# GOAL OF THE EXERCISE:
Everything from the line containing "Put one point on every instance of the small" down to the last line of the entries below must be transcribed exactly, and nothing else.

# INPUT DATA:

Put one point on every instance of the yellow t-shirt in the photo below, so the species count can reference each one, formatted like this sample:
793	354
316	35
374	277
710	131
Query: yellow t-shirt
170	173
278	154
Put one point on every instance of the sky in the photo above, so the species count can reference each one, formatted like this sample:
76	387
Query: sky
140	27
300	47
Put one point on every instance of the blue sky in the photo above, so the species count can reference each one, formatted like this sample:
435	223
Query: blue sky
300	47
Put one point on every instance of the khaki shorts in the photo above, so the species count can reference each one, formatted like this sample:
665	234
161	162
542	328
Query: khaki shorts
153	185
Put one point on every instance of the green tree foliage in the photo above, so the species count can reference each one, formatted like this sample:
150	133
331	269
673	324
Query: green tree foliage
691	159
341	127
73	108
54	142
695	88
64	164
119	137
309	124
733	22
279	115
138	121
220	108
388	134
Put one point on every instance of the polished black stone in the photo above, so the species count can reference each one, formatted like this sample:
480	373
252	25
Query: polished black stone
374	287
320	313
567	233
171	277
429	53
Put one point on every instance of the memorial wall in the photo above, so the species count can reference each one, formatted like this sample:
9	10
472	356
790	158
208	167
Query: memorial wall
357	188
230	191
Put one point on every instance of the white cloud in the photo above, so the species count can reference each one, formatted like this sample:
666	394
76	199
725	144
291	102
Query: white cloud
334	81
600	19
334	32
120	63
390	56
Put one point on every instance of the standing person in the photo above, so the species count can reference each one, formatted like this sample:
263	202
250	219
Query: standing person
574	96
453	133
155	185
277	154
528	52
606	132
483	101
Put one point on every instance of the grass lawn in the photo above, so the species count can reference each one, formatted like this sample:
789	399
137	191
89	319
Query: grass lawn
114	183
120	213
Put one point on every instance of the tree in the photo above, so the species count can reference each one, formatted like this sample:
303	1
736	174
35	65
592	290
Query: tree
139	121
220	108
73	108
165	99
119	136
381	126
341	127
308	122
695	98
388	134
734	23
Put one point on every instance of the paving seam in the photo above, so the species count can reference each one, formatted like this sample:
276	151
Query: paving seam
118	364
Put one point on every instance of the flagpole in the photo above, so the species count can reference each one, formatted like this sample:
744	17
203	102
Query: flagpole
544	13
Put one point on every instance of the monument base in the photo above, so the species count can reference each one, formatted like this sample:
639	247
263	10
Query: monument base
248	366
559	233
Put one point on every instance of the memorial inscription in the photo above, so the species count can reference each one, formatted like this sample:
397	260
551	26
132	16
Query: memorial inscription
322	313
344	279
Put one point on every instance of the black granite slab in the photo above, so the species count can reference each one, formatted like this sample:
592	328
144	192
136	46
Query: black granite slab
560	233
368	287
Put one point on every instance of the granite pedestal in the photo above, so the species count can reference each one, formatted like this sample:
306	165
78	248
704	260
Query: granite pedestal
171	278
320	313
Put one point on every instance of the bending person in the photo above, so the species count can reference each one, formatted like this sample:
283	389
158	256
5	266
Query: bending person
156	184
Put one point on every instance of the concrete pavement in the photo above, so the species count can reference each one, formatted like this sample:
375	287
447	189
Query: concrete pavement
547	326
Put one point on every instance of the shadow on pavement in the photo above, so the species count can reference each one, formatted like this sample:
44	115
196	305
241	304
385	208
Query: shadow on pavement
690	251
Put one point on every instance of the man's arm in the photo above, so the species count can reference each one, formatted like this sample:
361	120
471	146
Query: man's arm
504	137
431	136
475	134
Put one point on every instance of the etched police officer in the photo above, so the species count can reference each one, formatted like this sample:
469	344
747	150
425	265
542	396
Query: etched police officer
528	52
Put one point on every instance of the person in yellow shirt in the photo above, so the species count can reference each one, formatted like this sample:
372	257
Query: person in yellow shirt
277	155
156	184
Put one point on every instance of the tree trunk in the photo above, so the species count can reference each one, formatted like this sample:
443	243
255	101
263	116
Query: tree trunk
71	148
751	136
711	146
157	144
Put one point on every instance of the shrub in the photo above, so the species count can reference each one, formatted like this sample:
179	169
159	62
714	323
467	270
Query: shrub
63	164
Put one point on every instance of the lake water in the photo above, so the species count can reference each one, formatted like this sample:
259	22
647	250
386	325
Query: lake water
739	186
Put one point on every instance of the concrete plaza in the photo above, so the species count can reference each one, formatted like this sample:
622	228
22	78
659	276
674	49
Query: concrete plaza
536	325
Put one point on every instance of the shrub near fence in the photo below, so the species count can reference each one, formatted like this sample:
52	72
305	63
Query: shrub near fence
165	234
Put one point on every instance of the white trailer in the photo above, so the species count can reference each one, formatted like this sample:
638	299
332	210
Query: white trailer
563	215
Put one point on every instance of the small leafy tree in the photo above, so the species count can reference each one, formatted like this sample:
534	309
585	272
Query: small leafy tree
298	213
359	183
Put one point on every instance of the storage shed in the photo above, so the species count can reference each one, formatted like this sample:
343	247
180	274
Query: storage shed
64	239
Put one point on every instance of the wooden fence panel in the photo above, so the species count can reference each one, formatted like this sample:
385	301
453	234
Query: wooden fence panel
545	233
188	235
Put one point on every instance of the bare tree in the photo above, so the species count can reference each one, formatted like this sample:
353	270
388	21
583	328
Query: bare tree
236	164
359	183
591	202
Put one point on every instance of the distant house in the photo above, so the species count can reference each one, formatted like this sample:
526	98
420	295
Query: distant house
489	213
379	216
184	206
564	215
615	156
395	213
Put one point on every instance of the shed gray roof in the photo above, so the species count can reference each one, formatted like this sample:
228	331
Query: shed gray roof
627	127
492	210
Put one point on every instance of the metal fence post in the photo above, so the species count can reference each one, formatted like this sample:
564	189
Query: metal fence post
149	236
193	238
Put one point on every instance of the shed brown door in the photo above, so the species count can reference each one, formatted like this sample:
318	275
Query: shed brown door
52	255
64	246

# TASK OUTPUT:
Put one point on every instance of the small leafy tree in the photo above, so the species count can reference each one, formatted like this sample:
534	309
585	272
Query: small leafy tree
298	213
359	183
Put one point on every instance of the storage shed in the photo above, so the species count can reference each one, formatted like this sample:
343	247
180	274
Query: storage shed
64	239
Put one point on every instance of the wooden fence panel in the photo above, so the species count can reference each one, formatted like this sample:
385	301
453	234
Query: wooden fence panel
545	233
188	235
Put one point on every instance of the bare tree in the photo above, so the species count can reference each one, formatted like this sample:
353	270
388	21
583	328
Query: bare tree
236	164
359	183
591	202
Put one point on every instance of the distant house in the photo above, so the species count can reference each one, formatted like this sample:
526	98
420	295
Query: distant house
489	213
379	216
184	206
564	215
615	156
395	213
Put one point on every instance of the shed gray roof in the photo above, so the species count can reference each one, formatted like this sample:
228	331
Query: shed gray roof
627	127
492	210
Put one point on every instance of the metal fence post in the photo above, so the species count can reference each one, formatted like this sample:
564	189
Query: metal fence post
149	236
193	238
Put one point on every instance of the shed brown door in the photo above, so the species count can reference each one, formatted like this sample:
318	275
Query: shed brown door
52	255
64	246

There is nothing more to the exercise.